Set down exactly the lines below, from the one containing "[[1092, 485], [702, 677], [784, 386], [8, 495]]" through the final line, and include no others.

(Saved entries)
□ □ □ □ □
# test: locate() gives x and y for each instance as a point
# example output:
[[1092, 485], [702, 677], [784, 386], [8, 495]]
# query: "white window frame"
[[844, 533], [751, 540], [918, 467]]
□ □ □ □ □
● **Exercise response**
[[1092, 485], [702, 677], [784, 386], [8, 495]]
# query: "white window frame"
[[844, 533], [751, 540], [918, 467]]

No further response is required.